**WHAT YOU NEED TO DO**
Reproduce each of the following entries verbatim, omitting the pictures from your output.

**GIVEN DATA**
=====
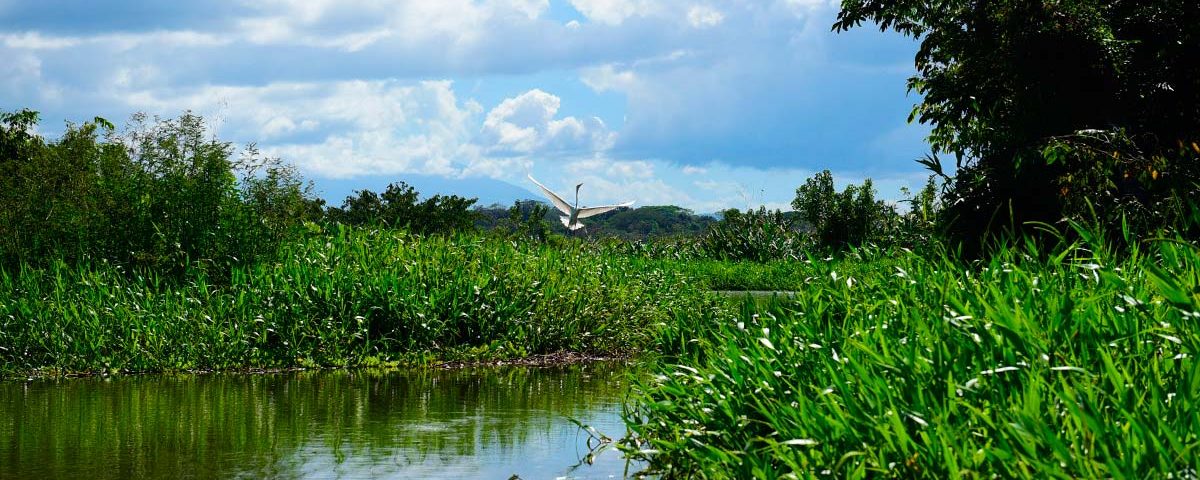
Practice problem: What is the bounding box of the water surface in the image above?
[0,364,637,480]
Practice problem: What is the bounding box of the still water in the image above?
[0,364,640,480]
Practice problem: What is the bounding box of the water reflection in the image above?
[0,365,636,480]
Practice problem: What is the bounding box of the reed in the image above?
[0,228,706,376]
[625,235,1200,479]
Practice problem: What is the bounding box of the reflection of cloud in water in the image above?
[0,365,636,480]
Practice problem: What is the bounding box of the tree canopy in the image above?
[833,0,1200,242]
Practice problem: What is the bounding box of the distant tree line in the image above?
[833,0,1200,246]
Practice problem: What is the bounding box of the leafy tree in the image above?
[834,0,1200,246]
[700,206,805,262]
[329,181,476,234]
[0,110,319,274]
[792,170,896,250]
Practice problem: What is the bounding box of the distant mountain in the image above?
[313,174,541,206]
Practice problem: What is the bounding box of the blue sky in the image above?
[0,0,928,211]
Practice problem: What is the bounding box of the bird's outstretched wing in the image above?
[578,200,634,218]
[526,175,573,215]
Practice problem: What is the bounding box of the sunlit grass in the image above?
[626,237,1200,479]
[0,229,703,374]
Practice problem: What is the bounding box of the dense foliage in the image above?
[328,181,476,234]
[626,232,1200,479]
[700,206,806,262]
[0,228,712,374]
[834,0,1200,244]
[792,170,896,248]
[0,110,320,272]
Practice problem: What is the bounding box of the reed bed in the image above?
[0,229,708,376]
[625,240,1200,479]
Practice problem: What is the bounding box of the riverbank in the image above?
[0,229,714,377]
[625,240,1200,479]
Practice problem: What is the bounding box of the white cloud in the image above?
[688,5,725,29]
[580,64,637,92]
[481,89,616,155]
[570,0,660,25]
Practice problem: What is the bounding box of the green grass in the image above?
[626,237,1200,479]
[0,229,708,376]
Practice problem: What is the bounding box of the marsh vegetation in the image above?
[0,0,1200,479]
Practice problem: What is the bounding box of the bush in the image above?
[792,170,898,250]
[700,208,805,262]
[0,110,320,272]
[329,181,478,234]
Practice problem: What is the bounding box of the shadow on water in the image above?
=====
**THE COMPLETED TASK**
Practice problem: What is the bounding box of the water surface in the image above?
[0,364,637,480]
Practice problem: What is the bounding box of the still water in the image above?
[0,364,640,480]
Practice problem: What is the bounding box of the water reflection in the image above?
[0,365,636,480]
Practice problem: What is the bounding box of the reed in the image above?
[0,228,706,376]
[625,235,1200,479]
Practice problem: What is the bounding box of the reflection of cloud in water in the image above?
[0,365,636,480]
Practice problem: What is the bounding box of the tree canopy in the image above?
[833,0,1200,242]
Practice problem: What is the bounding box of the distant tree line in the image above?
[833,0,1200,246]
Practice problem: What is the bounding box of the leafy tree in the image above?
[834,0,1200,246]
[700,206,805,262]
[329,181,476,234]
[0,110,319,274]
[792,170,896,250]
Practice problem: What is the bounding box of the distant mountain in the image above?
[313,174,541,206]
Practice problem: What is the bounding box of the blue sky in the image above?
[0,0,928,211]
Practice problem: What is the bounding box of the bird's outstretched wing in the image above?
[578,200,634,218]
[526,175,573,215]
Practice problem: What is the bounding box of the sunlit grass in the image above?
[626,237,1200,479]
[0,229,703,374]
Practice problem: What is the bounding box of the dense foliage in the image above?
[328,181,476,234]
[626,232,1200,479]
[700,206,806,262]
[0,228,712,374]
[834,0,1200,244]
[792,170,896,248]
[0,110,320,272]
Practice problem: What is the bounding box of the reed bed in the image above?
[0,229,708,376]
[625,240,1200,479]
Practice problem: What is the bounding box of the riverbank in the image above?
[0,229,714,377]
[625,240,1200,479]
Practice problem: What is the bounding box of the white cloud in the image above?
[688,5,725,29]
[580,64,637,92]
[481,89,616,155]
[570,0,660,25]
Practice problem: What is the bounding box of the green grass in the image above?
[626,237,1200,479]
[0,229,708,376]
Practice problem: What is the bounding box of the marsh vegetation in the image above?
[0,0,1200,479]
Practice problem: What is the bounding box of the bush in the image above?
[792,170,898,250]
[700,208,805,262]
[0,110,320,272]
[329,181,478,234]
Practice problem: What is the bounding box of the shadow on water in the image above?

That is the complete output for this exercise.